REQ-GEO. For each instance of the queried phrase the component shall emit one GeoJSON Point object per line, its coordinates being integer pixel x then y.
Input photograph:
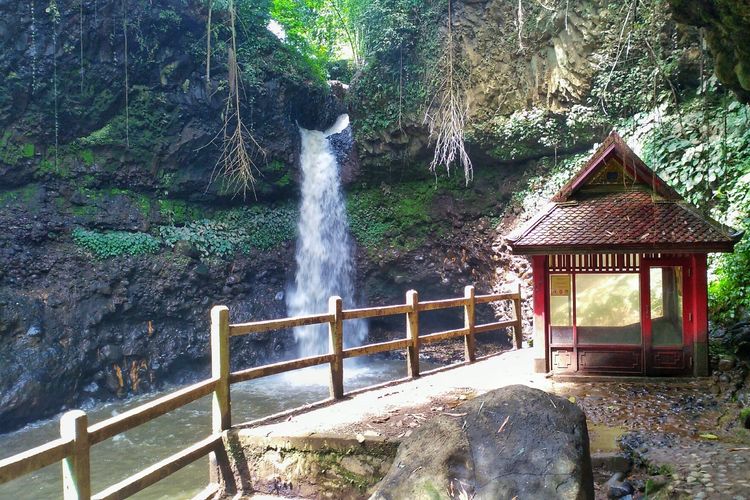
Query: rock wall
{"type": "Point", "coordinates": [73, 156]}
{"type": "Point", "coordinates": [726, 24]}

EXERCISE: Repeat each entry exactly as given; no pictures belong in the copy.

THE COMPLETED TASK:
REQ-GEO. For each instance of the queried phrase the component shall emit one GeoJSON Point object per line, its coordinates being integer pixel x then y.
Input photograph:
Query: rock wall
{"type": "Point", "coordinates": [73, 156]}
{"type": "Point", "coordinates": [726, 24]}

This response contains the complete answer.